━━━━━ Extract ━━━━━
How the New Deal Defines the Debate Over Obamacaretags: conservatism, New Deal
David Davenport is a research fellow at the Hoover Institution. Gordon Lloyd is a professor of public policy at Pepperdine University. They are coauthors of the recent book, The New Deal and Modern American Conservatism: A Defining Rivalry.
The debate surrounding the Affordable Care Act continues -- remarkably -- more than three years after it was signed into law. Both liberals and conservatives alike seem to understand that this is not only the signature accomplishment of Barack Obama's presidency, but the most important extension of the New Deal since the adoption of Medicare and Medicaid in the 1960s. Indeed, the healthcare debate is a reminder that, after eighty years, the New Deal remains as the basic framework for American domestic policy and it is still going strong.
When we go back to examine the debates between Franklin Roosevelt and Herbert Hoover about the New Deal in the 1930s , we come back with a better understanding of principles underlying the public policy debates today. Both Franklin D. Roosevelt and Herbert Hoover agreed that the quarrel of the 1932 election was, as Hoover said, “more than a contest between two men, more than a contest between two parties.” It was a contest, said Hoover, “between two philosophies of government” that would decide “the direction our nation will take over a century to come.” Roosevelt agreed: March 4, 1933 (his inauguration as president) marked the transformation of America. It was an historic clash between liberty and democracy.
━━━━━ Recorded data ━━━━━
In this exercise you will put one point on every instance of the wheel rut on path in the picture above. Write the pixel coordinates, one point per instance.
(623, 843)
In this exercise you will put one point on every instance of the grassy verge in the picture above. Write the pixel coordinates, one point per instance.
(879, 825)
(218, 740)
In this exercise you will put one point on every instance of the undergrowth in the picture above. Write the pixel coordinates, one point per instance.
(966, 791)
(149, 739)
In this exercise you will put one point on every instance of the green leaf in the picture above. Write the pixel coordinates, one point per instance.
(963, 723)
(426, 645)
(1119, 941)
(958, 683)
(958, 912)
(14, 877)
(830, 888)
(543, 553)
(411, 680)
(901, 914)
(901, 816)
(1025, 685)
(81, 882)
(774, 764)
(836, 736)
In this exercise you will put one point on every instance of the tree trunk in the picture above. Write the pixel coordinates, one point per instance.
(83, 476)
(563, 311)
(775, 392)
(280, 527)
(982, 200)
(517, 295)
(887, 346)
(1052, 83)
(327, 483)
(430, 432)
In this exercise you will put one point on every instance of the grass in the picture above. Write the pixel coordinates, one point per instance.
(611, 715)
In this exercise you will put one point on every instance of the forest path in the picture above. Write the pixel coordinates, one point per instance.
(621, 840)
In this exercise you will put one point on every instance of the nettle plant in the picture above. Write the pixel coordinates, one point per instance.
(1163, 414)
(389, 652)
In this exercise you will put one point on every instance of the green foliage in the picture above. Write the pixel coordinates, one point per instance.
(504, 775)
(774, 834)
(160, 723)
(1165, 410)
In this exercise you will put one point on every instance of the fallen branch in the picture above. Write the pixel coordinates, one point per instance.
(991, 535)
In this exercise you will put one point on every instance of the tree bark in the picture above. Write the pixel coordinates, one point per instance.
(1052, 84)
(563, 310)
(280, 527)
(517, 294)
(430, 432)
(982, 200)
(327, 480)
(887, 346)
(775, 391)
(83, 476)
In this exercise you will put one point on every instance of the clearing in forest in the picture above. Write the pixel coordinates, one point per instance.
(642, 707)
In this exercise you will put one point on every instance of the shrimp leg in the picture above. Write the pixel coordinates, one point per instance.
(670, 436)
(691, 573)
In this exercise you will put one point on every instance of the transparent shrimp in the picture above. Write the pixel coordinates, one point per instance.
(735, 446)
━━━━━
Problem set =
1 > List every person named in the article on the New Deal and the Obamacare debate.
2 > Extend the article on the New Deal and the Obamacare debate, picking up after its last sentence.

Solved problems =
1 > The people named are David Davenport, Gordon Lloyd, Barack Obama, Franklin D. Roosevelt and Herbert Hoover.

2 >
Starting with his 1932 Commonwealth Club campaign speech and continuing through his Second Inaugural Address in 1937, Franklin Roosevelt proclaimed that the old American order of “the financial Titan” and do-nothing laissez faire government had come to an end. “The day of enlightened administration has come,” Roosevelt concluded. It was time for a “new deal” to secure a decent life for “the forgotten man.” We needed to realize, Roosevelt proclaimed, that democracy is actually “a quest, a never ending seeking for better things.” We needed a reappraisal of American values articulated in the Declaration of Independence as well as the Constitution and Bill of Rights, away from the earlier attachment to Jeffersonian individualism and states’ rights and toward an interdependent “national democracy.” We needed to turn away from a focus on the negative rights of the individual that constrains a government already constitutionally divided against itself and move toward a united centralized administration that secures the positive rights of “everyone.”
In his First Inaugural Address, Roosevelt reinforced his intention to move the country away from congressional deliberation to presidential action: “I shall ask the Congress for the one remaining instrument to meet the crisis: broad executive power to wage a war against the emergency, as great as the power that would be given to me if we were in fact invaded by a foreign foe.” And in his Second Inaugural, Roosevelt declared “the challenge to democracy: I see one-third of a nation ill housed, ill clad, and ill nourished. ... We are determined to make every American citizen the subject of his country’s interest and concern. ...The test of our progress is not whether we add more to the abundance of those who have much; it is whether we provide enough for those who have too little.”
Former president Hoover, however, was shocked by the excesses of the New Deal in the 1930s, seeing Roosevelt’s philosophy and governmental programs as “a challenge to (individual) liberty” and a deliberate effort to replace robust, even “rugged” American individualism and a limited but constructive government – what Hoover called the exceptional American System – with a European version of regimented community. The New Deal programs, he argued, represented “a radical departure from the foundations of one hundred fifty years which have made this the greatest nation in the world.”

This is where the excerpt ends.